## WHAT NEEDS TO BE DONE
Retype the blog post on DNA sequencing costs word for word, from "Solexa, based in" down to "Human Genome Project.".

## EXERCISE TEXT

Tuesday, November 14, 2006

Sequence Your Genome For $100,000

Solexa, based in Hayward, Calif., is one of several companies trying to develop methods to determine the sequence of DNA in an organism at less cost and far more quickly than the technology used only a few years ago in the Human Genome Project.

Eventually DNA sequencing might be so cheap that every person would be able to carry around his or her complete genetic blueprint on a DVD or computer chip.

That day is still far in the future. But Solexa is expected to soon begin shipping a DNA sequencing machine that it claims will be able to determine the three billion DNA units in a person’s genome for about $100,000, about one-hundredth the cost of using older sequencers.
That is amazing that the price is already down to $100,000. I wonder what the Moore's law of DNA sequencing looks like.

The thing I have never understood is that the human genome is just one copy of 23 chromosomes while each person has 2 copies. When you are getting your own genome sequenced, I would assume you would do it for both copies. I believe that would be 6 billion DNA units. So, wouldn't having your "genome" sequenced really cost twice as much or $200,000? If anyone knows the answer, please leave a comment.

via New York Times


crush41 said...

Increased computing technology already helps biotech. I presume biotech will accel at a rate greater than that predicted for computing by Moore.

Fat Knowledge said...


I just pulled out the old The Singularity is Near and on page 73, Kurzweil says the base pair/$ sequenced is halving in price every 1.9 years. This is very similar to the rate of 1.8 yrs for processor performance, but a little slower than the 1.5 yrs for Dynamic RAM price or 1.1 yrs in microprocessor cost per transistor cycle.

Of course in 2004 he put the price per base pair at $.02. If the numbers here are correct, this new version would go down to $.000033/bp so that is a 606 times increase in just 2 years!

This NIH press release makes it seem like the $100,000 genome is still 5 years away. I wonder if this version really works.

I would like to learn more about DNA/Gene Chips. I think that technology might be able to read entire genomes for less money that the traditional sequencing method. I haven't been able to find how quickly they are decreasing in price though.

## DATA SUPPLIED
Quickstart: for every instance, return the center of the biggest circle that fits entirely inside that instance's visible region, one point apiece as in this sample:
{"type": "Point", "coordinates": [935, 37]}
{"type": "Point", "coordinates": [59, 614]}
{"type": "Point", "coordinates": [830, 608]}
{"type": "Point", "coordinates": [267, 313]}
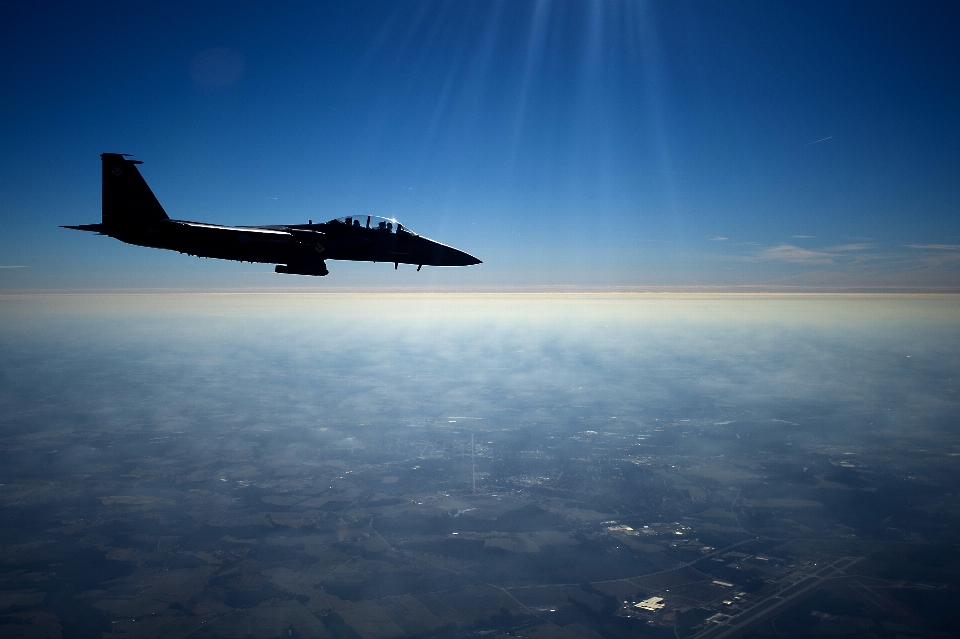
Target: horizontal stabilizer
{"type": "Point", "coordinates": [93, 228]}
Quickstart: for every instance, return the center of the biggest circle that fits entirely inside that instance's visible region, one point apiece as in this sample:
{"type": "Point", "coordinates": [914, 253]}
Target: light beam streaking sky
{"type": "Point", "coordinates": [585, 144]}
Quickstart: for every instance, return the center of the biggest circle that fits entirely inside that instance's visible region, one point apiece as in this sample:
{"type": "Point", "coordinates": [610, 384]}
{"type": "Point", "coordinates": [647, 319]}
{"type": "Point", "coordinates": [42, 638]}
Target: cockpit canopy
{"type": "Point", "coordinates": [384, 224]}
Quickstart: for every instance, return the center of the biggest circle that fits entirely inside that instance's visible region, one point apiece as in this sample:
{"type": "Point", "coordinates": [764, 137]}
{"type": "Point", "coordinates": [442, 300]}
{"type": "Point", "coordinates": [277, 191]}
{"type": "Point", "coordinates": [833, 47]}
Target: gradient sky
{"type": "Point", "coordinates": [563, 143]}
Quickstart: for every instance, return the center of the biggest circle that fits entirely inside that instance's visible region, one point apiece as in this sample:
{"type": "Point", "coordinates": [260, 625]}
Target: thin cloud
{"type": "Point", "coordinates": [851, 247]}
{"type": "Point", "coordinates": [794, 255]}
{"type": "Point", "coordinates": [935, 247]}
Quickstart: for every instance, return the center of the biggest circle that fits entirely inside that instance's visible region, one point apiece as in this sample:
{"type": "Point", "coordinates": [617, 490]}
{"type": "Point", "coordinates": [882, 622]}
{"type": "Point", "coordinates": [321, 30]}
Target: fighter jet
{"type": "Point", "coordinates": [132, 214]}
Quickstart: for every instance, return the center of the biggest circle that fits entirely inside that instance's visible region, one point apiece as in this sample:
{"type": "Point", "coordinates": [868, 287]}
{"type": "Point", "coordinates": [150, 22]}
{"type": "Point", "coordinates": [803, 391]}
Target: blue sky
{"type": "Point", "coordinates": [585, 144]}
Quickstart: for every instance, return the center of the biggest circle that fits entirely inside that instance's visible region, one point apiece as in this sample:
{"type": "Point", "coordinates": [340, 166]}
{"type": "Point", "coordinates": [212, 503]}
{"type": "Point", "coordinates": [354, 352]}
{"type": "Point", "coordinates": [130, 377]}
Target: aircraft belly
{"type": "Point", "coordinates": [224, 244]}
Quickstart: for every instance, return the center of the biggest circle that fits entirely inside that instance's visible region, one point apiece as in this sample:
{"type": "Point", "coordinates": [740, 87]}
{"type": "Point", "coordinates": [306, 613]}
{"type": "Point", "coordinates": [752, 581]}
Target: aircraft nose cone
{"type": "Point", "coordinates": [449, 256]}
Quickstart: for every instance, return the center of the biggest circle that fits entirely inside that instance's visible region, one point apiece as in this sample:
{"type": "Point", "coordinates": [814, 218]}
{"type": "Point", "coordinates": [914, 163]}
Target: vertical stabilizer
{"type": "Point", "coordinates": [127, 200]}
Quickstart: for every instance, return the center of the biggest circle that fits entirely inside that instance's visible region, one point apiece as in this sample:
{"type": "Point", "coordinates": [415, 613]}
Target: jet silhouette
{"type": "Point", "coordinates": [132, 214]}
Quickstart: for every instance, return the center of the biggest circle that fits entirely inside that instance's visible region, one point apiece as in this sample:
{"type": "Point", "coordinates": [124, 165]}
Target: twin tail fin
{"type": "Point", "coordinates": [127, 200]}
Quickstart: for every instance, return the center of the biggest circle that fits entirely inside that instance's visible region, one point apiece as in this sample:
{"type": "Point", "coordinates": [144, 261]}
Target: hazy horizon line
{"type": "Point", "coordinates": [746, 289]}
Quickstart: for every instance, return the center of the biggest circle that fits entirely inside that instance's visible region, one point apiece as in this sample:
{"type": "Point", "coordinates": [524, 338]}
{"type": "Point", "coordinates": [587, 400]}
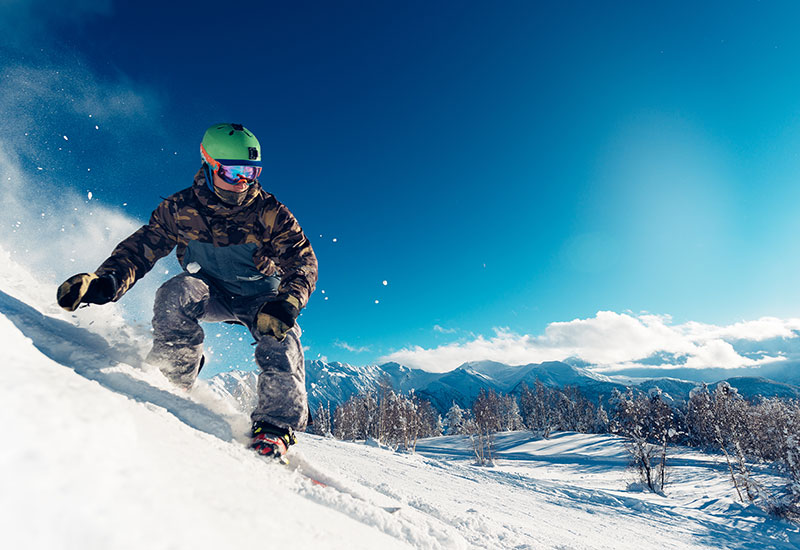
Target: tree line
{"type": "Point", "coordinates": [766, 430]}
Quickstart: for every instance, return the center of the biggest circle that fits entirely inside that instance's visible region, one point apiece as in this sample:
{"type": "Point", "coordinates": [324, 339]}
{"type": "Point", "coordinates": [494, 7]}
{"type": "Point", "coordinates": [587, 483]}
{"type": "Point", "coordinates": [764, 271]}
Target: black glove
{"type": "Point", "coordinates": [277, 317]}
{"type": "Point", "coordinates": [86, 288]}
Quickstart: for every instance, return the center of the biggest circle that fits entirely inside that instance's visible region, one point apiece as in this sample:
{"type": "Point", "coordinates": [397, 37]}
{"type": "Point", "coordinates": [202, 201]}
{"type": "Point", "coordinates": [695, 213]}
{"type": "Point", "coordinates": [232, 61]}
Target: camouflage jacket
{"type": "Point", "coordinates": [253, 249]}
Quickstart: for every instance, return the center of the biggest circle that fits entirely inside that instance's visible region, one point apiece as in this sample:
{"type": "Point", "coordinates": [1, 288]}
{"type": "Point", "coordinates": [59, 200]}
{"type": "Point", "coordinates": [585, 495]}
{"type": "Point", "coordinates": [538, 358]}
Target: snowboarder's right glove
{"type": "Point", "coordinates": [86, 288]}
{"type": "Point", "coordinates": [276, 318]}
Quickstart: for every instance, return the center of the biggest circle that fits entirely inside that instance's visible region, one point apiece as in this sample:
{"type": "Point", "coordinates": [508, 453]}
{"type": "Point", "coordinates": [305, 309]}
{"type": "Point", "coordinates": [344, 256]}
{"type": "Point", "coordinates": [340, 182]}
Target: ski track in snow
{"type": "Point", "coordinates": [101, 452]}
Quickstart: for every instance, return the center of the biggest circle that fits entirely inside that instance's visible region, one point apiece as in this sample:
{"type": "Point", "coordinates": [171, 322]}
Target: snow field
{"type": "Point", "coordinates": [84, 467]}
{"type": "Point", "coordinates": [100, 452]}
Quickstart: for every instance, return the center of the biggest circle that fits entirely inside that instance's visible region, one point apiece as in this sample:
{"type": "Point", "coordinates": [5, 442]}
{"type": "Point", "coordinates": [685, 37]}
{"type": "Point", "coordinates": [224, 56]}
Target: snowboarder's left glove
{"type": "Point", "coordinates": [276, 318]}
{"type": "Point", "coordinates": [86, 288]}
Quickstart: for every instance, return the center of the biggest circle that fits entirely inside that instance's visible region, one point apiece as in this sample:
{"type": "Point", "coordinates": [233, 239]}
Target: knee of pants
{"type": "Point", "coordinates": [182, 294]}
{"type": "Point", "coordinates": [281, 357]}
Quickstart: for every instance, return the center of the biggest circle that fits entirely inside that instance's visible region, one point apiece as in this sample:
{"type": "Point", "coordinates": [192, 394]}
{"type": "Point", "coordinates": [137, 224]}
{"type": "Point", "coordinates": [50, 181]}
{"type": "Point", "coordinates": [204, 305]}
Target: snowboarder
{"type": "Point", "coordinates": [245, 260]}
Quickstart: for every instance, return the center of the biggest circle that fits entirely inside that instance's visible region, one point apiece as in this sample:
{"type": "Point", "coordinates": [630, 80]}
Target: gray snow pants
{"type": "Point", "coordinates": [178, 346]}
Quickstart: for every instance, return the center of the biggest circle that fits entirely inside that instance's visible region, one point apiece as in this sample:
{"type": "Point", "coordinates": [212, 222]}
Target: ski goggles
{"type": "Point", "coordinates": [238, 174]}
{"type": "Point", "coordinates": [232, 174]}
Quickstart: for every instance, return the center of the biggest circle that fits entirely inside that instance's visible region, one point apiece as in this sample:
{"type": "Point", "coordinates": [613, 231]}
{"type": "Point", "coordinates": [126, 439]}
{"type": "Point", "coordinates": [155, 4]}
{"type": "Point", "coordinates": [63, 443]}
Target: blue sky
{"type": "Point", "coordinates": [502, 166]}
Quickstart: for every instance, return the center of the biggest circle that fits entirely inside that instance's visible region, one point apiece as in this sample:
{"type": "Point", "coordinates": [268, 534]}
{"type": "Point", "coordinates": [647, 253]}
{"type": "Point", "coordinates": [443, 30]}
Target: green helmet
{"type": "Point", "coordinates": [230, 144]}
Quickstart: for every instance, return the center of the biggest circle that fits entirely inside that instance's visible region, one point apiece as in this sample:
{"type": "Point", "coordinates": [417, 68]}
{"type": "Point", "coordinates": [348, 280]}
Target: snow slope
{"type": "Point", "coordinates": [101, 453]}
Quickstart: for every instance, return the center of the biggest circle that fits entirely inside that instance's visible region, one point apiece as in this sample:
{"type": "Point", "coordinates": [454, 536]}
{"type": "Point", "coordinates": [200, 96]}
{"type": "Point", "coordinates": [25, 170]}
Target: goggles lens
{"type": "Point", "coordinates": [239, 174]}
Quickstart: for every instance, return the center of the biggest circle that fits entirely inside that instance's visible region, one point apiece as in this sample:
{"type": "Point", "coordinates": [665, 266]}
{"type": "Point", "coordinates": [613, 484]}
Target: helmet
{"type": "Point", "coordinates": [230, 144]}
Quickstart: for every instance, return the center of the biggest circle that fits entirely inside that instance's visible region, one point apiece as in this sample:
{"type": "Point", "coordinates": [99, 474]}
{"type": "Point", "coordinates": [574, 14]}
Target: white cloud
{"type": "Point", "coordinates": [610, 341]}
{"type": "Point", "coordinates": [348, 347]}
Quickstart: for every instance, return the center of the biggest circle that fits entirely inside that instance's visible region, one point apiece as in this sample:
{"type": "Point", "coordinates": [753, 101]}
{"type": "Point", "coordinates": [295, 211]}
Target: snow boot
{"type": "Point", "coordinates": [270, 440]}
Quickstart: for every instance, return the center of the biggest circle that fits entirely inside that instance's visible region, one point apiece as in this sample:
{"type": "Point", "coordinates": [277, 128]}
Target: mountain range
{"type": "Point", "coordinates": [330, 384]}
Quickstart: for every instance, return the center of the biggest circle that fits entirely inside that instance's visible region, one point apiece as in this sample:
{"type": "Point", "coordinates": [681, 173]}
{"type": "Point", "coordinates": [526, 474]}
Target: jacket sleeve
--
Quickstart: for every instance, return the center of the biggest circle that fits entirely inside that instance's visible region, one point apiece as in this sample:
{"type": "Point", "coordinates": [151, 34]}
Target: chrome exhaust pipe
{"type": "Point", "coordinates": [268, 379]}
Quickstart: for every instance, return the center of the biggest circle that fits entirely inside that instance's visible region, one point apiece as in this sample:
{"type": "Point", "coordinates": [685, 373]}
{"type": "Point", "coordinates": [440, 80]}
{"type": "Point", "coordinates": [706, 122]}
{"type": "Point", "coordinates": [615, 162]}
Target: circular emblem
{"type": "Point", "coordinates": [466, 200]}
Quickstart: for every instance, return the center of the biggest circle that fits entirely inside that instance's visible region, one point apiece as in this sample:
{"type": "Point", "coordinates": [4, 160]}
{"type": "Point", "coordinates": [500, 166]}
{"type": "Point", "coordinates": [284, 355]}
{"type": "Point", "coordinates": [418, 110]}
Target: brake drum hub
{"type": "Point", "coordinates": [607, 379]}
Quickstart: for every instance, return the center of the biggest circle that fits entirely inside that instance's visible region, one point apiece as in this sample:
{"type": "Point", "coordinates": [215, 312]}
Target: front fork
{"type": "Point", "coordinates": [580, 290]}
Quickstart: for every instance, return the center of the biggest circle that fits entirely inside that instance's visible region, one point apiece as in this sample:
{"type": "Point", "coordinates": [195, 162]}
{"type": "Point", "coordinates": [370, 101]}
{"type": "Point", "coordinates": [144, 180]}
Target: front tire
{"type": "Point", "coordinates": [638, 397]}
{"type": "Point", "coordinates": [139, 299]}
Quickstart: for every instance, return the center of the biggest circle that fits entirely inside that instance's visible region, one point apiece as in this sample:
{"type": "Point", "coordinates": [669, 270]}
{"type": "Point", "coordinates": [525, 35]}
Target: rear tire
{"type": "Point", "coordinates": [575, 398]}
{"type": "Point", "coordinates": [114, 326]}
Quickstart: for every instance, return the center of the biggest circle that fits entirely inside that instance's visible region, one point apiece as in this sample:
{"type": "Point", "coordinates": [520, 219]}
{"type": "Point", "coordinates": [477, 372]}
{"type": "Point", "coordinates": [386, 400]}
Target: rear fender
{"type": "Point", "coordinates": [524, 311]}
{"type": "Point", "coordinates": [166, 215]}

## REPLY TO THE TASK
Solexa, based in Hayward, Calif., is one of several companies trying to develop methods to determine the sequence of DNA in an organism at less cost and far more quickly than the technology used only a few years ago in the Human Genome Project.